**Görev:** Aşağıdaki materyalde "task: draw the outline of each instance of the dark" ifadesini içeren satır ile "[[[627,0],[485,0],[496,3],[520,3],[564,10],[577,18],[622,26]]]" ifadesini içeren satır arasındaki satırları, her ikisi de dahil olmak üzere, "Sıra" ve "Satır" sütunlarından oluşan bir Markdown tablosu olarak aktarınız. Boş satırları tabloya almayınız.

**Liste:**
= = = = =
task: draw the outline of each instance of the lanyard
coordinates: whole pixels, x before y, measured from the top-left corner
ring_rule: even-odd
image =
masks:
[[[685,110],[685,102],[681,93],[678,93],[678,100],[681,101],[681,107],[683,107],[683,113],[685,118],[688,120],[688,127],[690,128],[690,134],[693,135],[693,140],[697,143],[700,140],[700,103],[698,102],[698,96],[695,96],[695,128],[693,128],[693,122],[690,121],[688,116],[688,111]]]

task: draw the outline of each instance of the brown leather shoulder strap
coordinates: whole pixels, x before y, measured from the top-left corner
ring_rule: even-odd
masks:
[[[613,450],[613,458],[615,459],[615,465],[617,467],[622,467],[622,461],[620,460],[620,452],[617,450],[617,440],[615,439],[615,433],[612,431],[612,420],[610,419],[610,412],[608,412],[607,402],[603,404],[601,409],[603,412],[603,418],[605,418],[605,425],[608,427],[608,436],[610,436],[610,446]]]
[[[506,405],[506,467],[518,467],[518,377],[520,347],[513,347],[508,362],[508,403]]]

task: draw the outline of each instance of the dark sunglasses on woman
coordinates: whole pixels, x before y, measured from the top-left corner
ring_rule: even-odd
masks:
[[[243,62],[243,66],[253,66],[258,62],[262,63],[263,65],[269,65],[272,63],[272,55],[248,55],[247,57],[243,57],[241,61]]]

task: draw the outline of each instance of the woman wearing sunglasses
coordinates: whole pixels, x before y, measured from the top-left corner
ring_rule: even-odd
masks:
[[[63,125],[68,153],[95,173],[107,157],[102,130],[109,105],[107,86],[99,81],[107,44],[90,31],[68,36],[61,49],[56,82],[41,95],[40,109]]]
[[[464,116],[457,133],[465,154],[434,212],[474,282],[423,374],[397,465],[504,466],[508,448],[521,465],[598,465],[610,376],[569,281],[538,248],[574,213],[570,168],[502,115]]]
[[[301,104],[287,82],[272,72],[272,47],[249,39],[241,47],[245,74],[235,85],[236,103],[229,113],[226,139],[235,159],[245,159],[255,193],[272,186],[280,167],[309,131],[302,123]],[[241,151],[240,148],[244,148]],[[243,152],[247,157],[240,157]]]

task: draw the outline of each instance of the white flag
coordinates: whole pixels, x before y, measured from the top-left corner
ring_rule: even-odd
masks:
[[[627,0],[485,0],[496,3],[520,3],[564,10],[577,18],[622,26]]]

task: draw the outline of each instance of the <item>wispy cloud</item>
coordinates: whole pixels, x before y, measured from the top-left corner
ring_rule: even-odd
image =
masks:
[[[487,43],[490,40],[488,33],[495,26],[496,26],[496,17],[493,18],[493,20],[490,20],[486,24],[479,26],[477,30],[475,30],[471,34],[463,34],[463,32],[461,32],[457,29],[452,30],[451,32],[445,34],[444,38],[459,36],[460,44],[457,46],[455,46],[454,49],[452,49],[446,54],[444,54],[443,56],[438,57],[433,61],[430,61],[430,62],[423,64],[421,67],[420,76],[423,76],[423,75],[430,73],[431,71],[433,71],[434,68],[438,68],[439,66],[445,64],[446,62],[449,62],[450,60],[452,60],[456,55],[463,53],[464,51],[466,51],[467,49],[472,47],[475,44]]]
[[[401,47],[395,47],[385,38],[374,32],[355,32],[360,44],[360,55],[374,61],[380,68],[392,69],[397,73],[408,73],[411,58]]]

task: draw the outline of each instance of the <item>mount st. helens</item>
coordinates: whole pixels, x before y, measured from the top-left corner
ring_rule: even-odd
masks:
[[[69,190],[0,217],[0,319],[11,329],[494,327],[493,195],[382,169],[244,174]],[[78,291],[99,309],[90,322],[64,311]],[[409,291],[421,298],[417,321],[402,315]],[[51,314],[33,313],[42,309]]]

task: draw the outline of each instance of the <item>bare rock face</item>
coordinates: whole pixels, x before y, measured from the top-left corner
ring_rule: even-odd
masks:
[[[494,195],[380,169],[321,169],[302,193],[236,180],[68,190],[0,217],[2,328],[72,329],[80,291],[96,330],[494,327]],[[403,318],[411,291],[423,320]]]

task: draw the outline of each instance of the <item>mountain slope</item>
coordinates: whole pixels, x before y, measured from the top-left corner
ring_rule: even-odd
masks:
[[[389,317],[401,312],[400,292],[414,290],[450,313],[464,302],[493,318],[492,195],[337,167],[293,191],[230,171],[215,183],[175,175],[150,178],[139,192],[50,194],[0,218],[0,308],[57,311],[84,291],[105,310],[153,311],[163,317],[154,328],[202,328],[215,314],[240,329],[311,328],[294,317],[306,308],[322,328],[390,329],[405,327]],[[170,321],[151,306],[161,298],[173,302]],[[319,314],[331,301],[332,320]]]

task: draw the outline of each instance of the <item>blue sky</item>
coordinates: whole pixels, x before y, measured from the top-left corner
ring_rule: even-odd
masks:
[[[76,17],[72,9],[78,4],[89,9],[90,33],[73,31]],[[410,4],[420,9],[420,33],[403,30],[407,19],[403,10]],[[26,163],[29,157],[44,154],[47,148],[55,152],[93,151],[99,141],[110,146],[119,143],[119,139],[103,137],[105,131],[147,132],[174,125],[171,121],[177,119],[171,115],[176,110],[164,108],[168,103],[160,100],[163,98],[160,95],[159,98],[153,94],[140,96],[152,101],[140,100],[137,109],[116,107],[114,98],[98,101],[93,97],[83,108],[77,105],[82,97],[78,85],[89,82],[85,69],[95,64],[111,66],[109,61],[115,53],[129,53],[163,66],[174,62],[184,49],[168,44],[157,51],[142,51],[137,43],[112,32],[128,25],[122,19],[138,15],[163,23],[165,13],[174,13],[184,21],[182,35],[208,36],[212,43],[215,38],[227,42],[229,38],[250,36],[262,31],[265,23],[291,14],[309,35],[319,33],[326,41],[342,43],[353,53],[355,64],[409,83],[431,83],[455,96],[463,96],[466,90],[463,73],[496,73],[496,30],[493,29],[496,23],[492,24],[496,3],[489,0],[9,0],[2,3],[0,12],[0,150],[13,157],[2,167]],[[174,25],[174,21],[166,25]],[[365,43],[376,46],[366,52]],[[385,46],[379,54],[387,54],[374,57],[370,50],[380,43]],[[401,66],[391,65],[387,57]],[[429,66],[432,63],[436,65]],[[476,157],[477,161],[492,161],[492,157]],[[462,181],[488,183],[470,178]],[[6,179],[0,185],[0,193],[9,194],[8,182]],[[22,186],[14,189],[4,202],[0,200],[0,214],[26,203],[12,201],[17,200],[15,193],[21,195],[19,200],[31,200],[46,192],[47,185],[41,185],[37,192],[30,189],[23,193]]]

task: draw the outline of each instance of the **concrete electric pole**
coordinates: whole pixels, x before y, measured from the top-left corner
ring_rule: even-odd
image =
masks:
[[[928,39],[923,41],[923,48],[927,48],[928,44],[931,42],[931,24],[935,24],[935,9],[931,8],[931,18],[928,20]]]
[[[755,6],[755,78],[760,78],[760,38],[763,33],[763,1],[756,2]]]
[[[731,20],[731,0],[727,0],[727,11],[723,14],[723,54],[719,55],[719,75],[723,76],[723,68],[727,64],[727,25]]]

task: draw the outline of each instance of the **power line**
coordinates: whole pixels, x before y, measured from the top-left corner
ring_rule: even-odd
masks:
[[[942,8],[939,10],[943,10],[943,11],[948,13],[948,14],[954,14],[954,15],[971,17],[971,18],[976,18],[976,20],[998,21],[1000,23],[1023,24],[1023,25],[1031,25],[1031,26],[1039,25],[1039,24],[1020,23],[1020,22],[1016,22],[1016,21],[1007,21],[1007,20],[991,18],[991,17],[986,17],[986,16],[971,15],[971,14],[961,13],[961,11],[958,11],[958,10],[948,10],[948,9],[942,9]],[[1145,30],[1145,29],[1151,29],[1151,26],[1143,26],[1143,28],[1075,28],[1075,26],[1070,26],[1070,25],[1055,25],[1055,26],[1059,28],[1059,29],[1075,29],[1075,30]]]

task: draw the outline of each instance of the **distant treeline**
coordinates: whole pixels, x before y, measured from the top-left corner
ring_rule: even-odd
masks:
= = = = =
**Yanıt:**
| Sıra | Satır |
|---|---|
| 1 | task: draw the outline of each instance of the dark sunglasses on woman |
| 2 | coordinates: whole pixels, x before y, measured from the top-left corner |
| 3 | ring_rule: even-odd |
| 4 | masks: |
| 5 | [[[243,62],[243,66],[253,66],[258,62],[262,63],[263,65],[269,65],[272,63],[272,55],[248,55],[247,57],[243,57],[241,61]]] |
| 6 | task: draw the outline of each instance of the woman wearing sunglasses |
| 7 | coordinates: whole pixels, x before y, measured from the top-left corner |
| 8 | ring_rule: even-odd |
| 9 | masks: |
| 10 | [[[63,125],[68,153],[95,173],[107,157],[102,130],[109,105],[107,86],[99,81],[107,44],[90,31],[68,36],[61,49],[56,82],[41,95],[40,109]]] |
| 11 | [[[464,116],[457,133],[465,154],[434,212],[474,282],[423,374],[397,465],[504,466],[508,448],[521,465],[598,465],[610,376],[569,281],[538,248],[574,213],[570,168],[502,115]]] |
| 12 | [[[301,104],[287,82],[272,72],[272,47],[249,39],[241,47],[245,74],[235,85],[236,103],[229,113],[226,139],[235,159],[245,159],[255,193],[272,186],[280,167],[309,131],[302,123]],[[241,151],[240,148],[244,148]],[[243,152],[247,157],[240,157]]] |
| 13 | task: draw the outline of each instance of the white flag |
| 14 | coordinates: whole pixels, x before y, measured from the top-left corner |
| 15 | ring_rule: even-odd |
| 16 | masks: |
| 17 | [[[627,0],[485,0],[496,3],[520,3],[564,10],[577,18],[622,26]]] |